And in case you've forgotten, you don't do mornings.
You're a vampire.
-Not before I'm 16, I'm not.
Until then, I'm just a normal kid.
I could do all the other normal kids do.
-Turn me upside down and look for the batteries?
-No.
I'm going to school.
-But Master Vlad, it's not safe.
-Look, the only person who knows I'm a vampire is Robin.
And he's promised he won't tell a single soul.
-Well, don't come running in my direction
when you're named and shamed as the spawn of Dracula.
-Zoltan, relax.
It's going to be chilly.
I mean "cool."
That's what kids say around here, isn't it?
-Yeah, as in "isn't it cool we slayed the vampire?"
[bell tolls]
[thud]
COUNT: Ugh!
Flaming torches!
Aah!
Renfield!
-Isn't it-- uh, OK, Master!
Ugh!
-Good morning, Renfield.
Hello, Robin.
You see?
Perfect fit.
-Yeah, those trousers really show off your ankles.
-So we all set?
-Yeah, just one problem--
-Hello, I'm Robin's mom, Elizabeth.
Ahh, nice.
-That's Mom's quiet way of saying "it needs a clean."
-Vlad, my man, is, uh, Ingrid around?
-(WHISPERS) Robin, are we expecting anyone else?
-(WHISPERS) It's not my fault.
They just followed me up here.
-(WHISPERS) Get them out of here quick before Dad hears them.
COUNT: Renfield!
Who's there?
-Um, might as well move along, shall we, folks?
-Going somewhere, Vlad?
-Yo, Ingrid.
-Aha, so you must be the famous Ingrid.
You've certainly made some fans in our house.
BOYS: Mom!
-Now, come on.
You better get dressed for school.
I've--
-You can't seriously think that I'm going to school.
-You don't have to go, but I want to.
Just don't tell Dad, OK?
-Sure, don't worry.
Dad!
COUNT: Beelzebub's bunk brush!
I am trying to sleep!
What peasant dares knock at my palace of doom?
-Hello.
You must be Mister, uh--
-Count.
-Mr. Count.
-I'm Elizabeth Branagh, your neighbor.
Welcome to our country.
It's wonderful to meet you. [sniffs] Oh,
my goodness, what is that smell?
I think it's coming from--
-Uh, the slime pit.
-Ooh, I think you may have a problem with your drains.
-My Graham's a plumber. I'll send him up to have a look.
Will send him with Vlad and Ingrid after school.

Supplied records:
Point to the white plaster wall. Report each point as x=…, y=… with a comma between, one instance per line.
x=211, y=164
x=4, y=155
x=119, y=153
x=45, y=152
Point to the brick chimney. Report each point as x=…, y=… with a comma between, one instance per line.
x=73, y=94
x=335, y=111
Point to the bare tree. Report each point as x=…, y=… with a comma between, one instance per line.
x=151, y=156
...
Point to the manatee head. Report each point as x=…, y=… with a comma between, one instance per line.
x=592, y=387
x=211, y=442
==
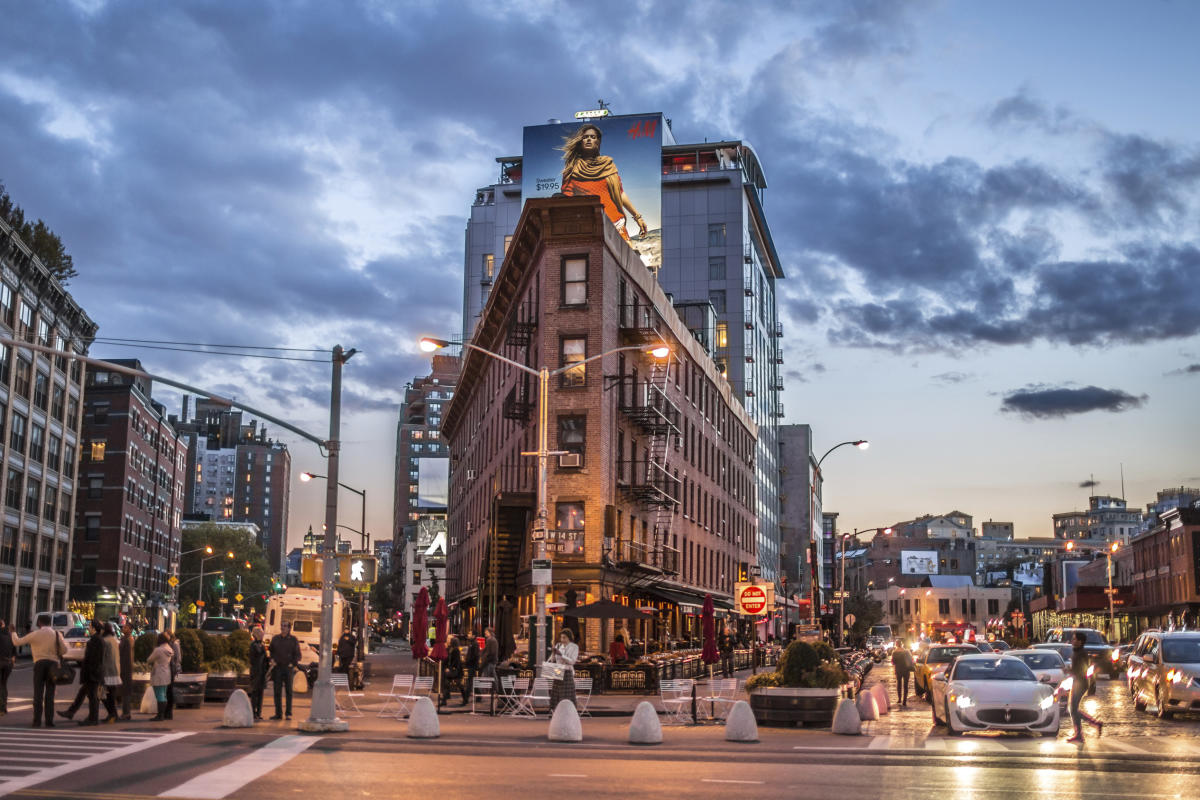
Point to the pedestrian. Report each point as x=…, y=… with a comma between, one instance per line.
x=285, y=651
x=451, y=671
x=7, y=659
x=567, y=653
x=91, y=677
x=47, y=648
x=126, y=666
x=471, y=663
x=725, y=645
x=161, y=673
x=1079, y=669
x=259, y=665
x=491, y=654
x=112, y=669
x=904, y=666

Work to do: Please say what job the script gives Graham. The data plays no part here.

Complete output: Graham is a plumber.